● **WHAT THIS TASK INVOLVES**
Retype everything in the listing, leaving each line exactly as it is.

--- begin DATASET RECORDS ---

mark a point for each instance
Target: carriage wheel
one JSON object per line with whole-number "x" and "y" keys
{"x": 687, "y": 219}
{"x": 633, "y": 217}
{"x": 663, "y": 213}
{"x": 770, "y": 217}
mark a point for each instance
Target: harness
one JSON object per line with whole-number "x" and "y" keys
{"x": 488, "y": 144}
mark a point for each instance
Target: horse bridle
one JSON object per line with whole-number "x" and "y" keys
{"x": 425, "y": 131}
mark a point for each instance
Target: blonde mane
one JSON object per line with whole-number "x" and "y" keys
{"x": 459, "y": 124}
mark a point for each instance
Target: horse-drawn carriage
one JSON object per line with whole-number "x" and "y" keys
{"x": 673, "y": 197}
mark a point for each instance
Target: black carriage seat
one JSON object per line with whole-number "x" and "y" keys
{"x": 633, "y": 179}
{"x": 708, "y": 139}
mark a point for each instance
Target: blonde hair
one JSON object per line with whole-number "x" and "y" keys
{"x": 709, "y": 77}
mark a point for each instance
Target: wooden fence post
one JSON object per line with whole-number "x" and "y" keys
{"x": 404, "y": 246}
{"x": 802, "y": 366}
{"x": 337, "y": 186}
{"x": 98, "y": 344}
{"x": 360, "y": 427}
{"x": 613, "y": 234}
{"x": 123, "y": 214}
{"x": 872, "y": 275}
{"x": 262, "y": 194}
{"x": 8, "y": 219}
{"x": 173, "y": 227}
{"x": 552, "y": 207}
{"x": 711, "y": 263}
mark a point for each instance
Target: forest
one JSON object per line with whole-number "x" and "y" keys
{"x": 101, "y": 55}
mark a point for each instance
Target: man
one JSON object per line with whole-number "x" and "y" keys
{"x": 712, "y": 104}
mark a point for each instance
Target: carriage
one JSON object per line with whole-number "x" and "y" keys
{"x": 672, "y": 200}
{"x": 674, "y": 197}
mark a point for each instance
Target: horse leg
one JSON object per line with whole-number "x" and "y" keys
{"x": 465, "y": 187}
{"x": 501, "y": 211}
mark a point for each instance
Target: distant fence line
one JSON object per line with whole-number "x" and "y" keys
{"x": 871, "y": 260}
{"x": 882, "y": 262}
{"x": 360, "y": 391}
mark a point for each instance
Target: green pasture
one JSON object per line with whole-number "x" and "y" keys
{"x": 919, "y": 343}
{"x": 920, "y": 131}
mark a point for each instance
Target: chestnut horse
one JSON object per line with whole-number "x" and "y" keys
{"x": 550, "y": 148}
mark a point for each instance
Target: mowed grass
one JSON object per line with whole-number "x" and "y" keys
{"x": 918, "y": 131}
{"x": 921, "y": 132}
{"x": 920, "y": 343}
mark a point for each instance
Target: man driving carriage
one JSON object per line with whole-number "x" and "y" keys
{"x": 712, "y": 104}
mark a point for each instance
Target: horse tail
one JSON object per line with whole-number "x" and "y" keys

--- end DATASET RECORDS ---

● **EXERCISE OUTPUT**
mark a point for each instance
Target: carriage wheel
one JSON object per line with whole-number "x" and "y" keys
{"x": 687, "y": 219}
{"x": 633, "y": 217}
{"x": 663, "y": 213}
{"x": 770, "y": 217}
mark a point for each instance
Target: harness
one JSON object per line with whole-number "x" and "y" keys
{"x": 488, "y": 144}
mark a point for each instance
Target: horse bridle
one JSON object per line with whole-number "x" and "y" keys
{"x": 425, "y": 131}
mark a point for each instance
Target: blonde mane
one JSON object per line with whole-number "x" and "y" keys
{"x": 459, "y": 124}
mark a point for each instance
Target: horse-drawn carriage
one JSON object per line with whole-number "x" and "y" keys
{"x": 673, "y": 197}
mark a point for each instance
Target: black carriage seat
one JSON object per line with whole-number "x" and "y" keys
{"x": 633, "y": 179}
{"x": 708, "y": 139}
mark a point for each instance
Target: blonde hair
one JSON object per line with whole-number "x" and "y" keys
{"x": 709, "y": 77}
mark a point for each instance
Target: wooden fence post
one JSON object per line with whole-number "x" and "y" keys
{"x": 404, "y": 246}
{"x": 802, "y": 366}
{"x": 337, "y": 186}
{"x": 98, "y": 344}
{"x": 360, "y": 427}
{"x": 613, "y": 234}
{"x": 123, "y": 214}
{"x": 872, "y": 275}
{"x": 262, "y": 194}
{"x": 8, "y": 219}
{"x": 173, "y": 227}
{"x": 552, "y": 207}
{"x": 711, "y": 263}
mark a point for each instance
Target: forest
one JSON object per line with whole-number "x" and "y" keys
{"x": 101, "y": 55}
mark a point for each instance
Target: man
one JSON object per line with whole-number "x" and "y" keys
{"x": 712, "y": 104}
mark a point for each instance
Target: carriage
one JSON object per line with whole-number "x" and "y" keys
{"x": 672, "y": 200}
{"x": 674, "y": 197}
mark a point for each instance
Target: horse leg
one JSON object per line with whole-number "x" and "y" keys
{"x": 465, "y": 187}
{"x": 501, "y": 211}
mark a point for each instance
Target: distant fence line
one JSON object per line with whole-number "x" and "y" keys
{"x": 871, "y": 260}
{"x": 882, "y": 262}
{"x": 360, "y": 391}
mark a point for each instance
Target: green pasture
one JSON object per line with whole-number "x" and "y" keys
{"x": 919, "y": 343}
{"x": 920, "y": 131}
mark a point for each instance
Target: chestnut horse
one JSON object per line with whole-number "x" and "y" keys
{"x": 550, "y": 148}
mark a point for each instance
Target: mowed grass
one JSON object per line with whole-number "x" and "y" keys
{"x": 918, "y": 131}
{"x": 921, "y": 132}
{"x": 920, "y": 343}
mark a point for each instance
Target: man driving carriage
one JSON object per line with whole-number "x" and "y" keys
{"x": 712, "y": 104}
mark a point for each instance
Target: horse tail
one JSON object per line with whole-number "x" and "y" keys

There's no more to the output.